### Assignment
Nothing in the entries may be dropped: restate them word for word.

### Provided records
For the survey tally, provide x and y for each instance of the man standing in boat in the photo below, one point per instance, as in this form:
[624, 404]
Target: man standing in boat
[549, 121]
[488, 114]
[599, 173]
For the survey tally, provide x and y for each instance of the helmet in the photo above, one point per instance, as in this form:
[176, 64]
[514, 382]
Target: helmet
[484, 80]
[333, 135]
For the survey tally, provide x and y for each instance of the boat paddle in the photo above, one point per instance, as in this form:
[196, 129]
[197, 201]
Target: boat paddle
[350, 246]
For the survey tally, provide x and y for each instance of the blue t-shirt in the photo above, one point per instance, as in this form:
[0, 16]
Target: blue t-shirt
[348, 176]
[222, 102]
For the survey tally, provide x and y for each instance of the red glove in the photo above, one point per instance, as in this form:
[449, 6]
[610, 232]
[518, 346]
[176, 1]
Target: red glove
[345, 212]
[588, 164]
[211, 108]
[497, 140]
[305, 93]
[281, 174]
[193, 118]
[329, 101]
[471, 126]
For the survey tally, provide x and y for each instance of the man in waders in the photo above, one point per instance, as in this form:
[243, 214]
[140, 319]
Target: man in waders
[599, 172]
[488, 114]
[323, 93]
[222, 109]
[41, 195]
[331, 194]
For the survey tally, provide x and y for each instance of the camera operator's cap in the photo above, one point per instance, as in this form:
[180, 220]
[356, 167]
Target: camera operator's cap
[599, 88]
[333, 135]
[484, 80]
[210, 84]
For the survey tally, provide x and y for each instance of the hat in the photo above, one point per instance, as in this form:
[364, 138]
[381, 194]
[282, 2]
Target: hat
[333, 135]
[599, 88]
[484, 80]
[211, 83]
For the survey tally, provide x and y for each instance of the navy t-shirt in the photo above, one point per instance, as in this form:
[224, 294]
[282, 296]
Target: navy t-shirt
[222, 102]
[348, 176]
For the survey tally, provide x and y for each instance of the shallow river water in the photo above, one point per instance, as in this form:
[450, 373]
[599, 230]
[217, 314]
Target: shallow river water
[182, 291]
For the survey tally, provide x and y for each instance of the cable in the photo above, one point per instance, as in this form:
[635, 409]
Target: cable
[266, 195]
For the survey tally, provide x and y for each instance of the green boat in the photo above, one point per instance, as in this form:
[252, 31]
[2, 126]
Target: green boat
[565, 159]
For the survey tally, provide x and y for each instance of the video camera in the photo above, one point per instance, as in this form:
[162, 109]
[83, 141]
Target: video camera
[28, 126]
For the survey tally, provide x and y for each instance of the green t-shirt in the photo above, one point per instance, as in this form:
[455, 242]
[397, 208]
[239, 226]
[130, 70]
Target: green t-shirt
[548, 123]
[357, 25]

### Response area
For the survey tally, provide x and y for each instance of the man standing in boat in the photo below, one point per instance, as in this form:
[624, 404]
Target: man standing in boat
[549, 121]
[488, 114]
[599, 173]
For the survey tally, provide x and y for each instance of the helmet in the photo above, one point per instance, as in this form:
[176, 64]
[514, 382]
Target: helmet
[484, 80]
[333, 135]
For the survey tally, provide x and y for each instance of the boat paddle in the photo above, one point per instance, as in this form:
[196, 129]
[197, 201]
Target: boat paddle
[350, 246]
For the survey tally, provide x and y for each instance of the blue t-shirt in the photo above, one point per instance, as in this form:
[0, 16]
Target: blue t-shirt
[348, 176]
[222, 102]
For the survey tally, provide x and y for each instance of the red glove in the photo above, one point per instance, as in this form:
[449, 6]
[610, 232]
[518, 346]
[176, 1]
Target: red glove
[345, 212]
[588, 164]
[211, 108]
[497, 140]
[305, 93]
[281, 174]
[193, 118]
[329, 101]
[471, 126]
For the survey tally, provide x and y for each instance of the man in waders in the photo above, one point per instance, as in this form:
[243, 214]
[140, 319]
Target: man in waders
[599, 172]
[488, 114]
[323, 93]
[222, 109]
[41, 195]
[331, 194]
For the survey tally, provide x and y for each instance of the camera operator's cap in the photo above, one point per instance, as in this form:
[180, 220]
[356, 167]
Target: camera operator's cap
[599, 88]
[333, 135]
[484, 80]
[210, 84]
For the survey tally, provide x and y for each instance of the hat in the photo above, one point per instance, as in this form:
[364, 138]
[381, 194]
[282, 2]
Target: hat
[333, 135]
[599, 88]
[484, 80]
[211, 83]
For the survey tally, provide x and y for each instance of the navy t-shirt in the photo above, one point per instance, as in this form:
[224, 294]
[282, 296]
Target: navy t-shirt
[222, 102]
[348, 176]
For the survey tally, provide x and y for each instance of the shallow river water in the photo above, one point per instance, as in this form:
[450, 373]
[599, 230]
[217, 314]
Target: shallow river water
[182, 291]
For the survey tally, provide x and y for each instance of the cable in the photo above, one point per instance, as in this form:
[635, 409]
Target: cable
[266, 195]
For the survey tally, provide x and y for each instance of the green boat in the photo above, one point per instance, as in this form:
[252, 31]
[2, 126]
Target: green boat
[565, 159]
For the survey tally, provide x and y for each instance of the video camera in the photo above, one point per instance, as in this form:
[162, 109]
[83, 141]
Target: video camera
[28, 126]
For the survey tally, provide x and y for each instance of the green t-shirt in the photo above, one point per instance, as in this form:
[455, 242]
[397, 208]
[239, 226]
[130, 70]
Target: green t-shirt
[548, 123]
[357, 25]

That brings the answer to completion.